### EXERCISE DETAILS
Nothing in the data may be altered; restate all of it exactly.

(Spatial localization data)
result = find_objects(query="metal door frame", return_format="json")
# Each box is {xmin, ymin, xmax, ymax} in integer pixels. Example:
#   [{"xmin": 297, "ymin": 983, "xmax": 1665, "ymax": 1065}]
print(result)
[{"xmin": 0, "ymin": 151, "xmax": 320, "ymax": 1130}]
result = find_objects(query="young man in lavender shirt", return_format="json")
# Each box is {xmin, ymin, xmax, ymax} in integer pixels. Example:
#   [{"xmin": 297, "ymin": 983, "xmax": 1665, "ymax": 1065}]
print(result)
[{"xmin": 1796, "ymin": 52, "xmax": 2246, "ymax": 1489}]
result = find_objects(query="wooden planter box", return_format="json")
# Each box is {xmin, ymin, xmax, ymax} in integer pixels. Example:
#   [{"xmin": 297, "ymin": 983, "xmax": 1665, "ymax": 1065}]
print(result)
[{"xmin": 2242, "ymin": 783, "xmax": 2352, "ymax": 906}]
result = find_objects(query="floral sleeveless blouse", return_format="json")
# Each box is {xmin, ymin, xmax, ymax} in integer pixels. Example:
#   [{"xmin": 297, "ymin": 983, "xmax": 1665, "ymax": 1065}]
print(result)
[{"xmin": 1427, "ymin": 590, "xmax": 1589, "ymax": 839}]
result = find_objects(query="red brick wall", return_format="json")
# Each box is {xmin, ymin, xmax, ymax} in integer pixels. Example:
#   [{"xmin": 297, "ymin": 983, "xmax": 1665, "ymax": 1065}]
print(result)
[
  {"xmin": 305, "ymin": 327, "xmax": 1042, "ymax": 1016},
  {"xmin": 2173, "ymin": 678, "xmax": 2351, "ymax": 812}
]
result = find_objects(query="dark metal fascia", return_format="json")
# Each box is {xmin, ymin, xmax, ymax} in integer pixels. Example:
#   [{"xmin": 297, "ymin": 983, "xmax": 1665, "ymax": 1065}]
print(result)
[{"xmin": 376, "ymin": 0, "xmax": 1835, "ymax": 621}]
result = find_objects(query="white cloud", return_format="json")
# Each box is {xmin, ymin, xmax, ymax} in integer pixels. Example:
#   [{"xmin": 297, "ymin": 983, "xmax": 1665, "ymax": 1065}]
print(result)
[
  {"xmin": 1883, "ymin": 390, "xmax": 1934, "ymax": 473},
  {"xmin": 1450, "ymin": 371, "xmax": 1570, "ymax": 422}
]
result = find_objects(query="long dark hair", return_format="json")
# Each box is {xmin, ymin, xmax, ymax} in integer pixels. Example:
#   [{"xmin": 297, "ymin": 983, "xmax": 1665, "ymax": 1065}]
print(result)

### YOUR RESPONSE
result = find_objects(query="metal door frame", return_format="json")
# Each box is {xmin, ymin, xmax, ymax} in integer pixels. Example:
#   [{"xmin": 297, "ymin": 983, "xmax": 1665, "ymax": 1065}]
print(result)
[{"xmin": 0, "ymin": 151, "xmax": 320, "ymax": 1130}]
result = find_objects(query="young man in lavender shirt", return_format="json")
# Each box is {xmin, ymin, xmax, ymax} in integer pixels. Example:
#   [{"xmin": 297, "ymin": 983, "xmax": 1665, "ymax": 1065}]
print(result)
[{"xmin": 1796, "ymin": 52, "xmax": 2246, "ymax": 1489}]
result = find_objects(query="wooden planter box", return_format="json")
# Each box is {xmin, ymin, xmax, ymax} in integer pixels. Example:
#   [{"xmin": 297, "ymin": 983, "xmax": 1665, "ymax": 1065}]
print(result)
[{"xmin": 2242, "ymin": 783, "xmax": 2352, "ymax": 906}]
result = find_objects(query="floral sleeveless blouse", return_format="json")
# Each box is {xmin, ymin, xmax, ymax} in integer pixels. Example:
#   [{"xmin": 297, "ymin": 983, "xmax": 1665, "ymax": 1065}]
print(result)
[{"xmin": 1427, "ymin": 590, "xmax": 1589, "ymax": 839}]
result = find_objects(query="red brick wall", return_format="json")
# Each box is {xmin, ymin, xmax, ymax} in integer pixels. Example:
#   [{"xmin": 297, "ymin": 983, "xmax": 1665, "ymax": 1065}]
print(result)
[
  {"xmin": 305, "ymin": 327, "xmax": 1042, "ymax": 1016},
  {"xmin": 2173, "ymin": 678, "xmax": 2351, "ymax": 812}
]
result = find_objects(query="dark metal fascia", return_format="json")
# Each box is {xmin, ymin, xmax, ymax} in integer pixels. Example:
#   [{"xmin": 297, "ymin": 983, "xmax": 1665, "ymax": 1065}]
print(result)
[{"xmin": 376, "ymin": 0, "xmax": 1835, "ymax": 621}]
result = find_objects(query="white cloud", return_format="json")
# Each box is {xmin, ymin, xmax, ymax} in integer pixels. Example:
#   [{"xmin": 297, "ymin": 983, "xmax": 1665, "ymax": 1065}]
print(result)
[
  {"xmin": 1883, "ymin": 390, "xmax": 1934, "ymax": 473},
  {"xmin": 1450, "ymin": 371, "xmax": 1570, "ymax": 422}
]
result = find_objects(query="long dark hair", return_format="json")
# Each box is {xmin, ymin, xmax, ymax} in integer pixels. Example:
#   [{"xmin": 297, "ymin": 983, "xmax": 1665, "ymax": 1065}]
print(result)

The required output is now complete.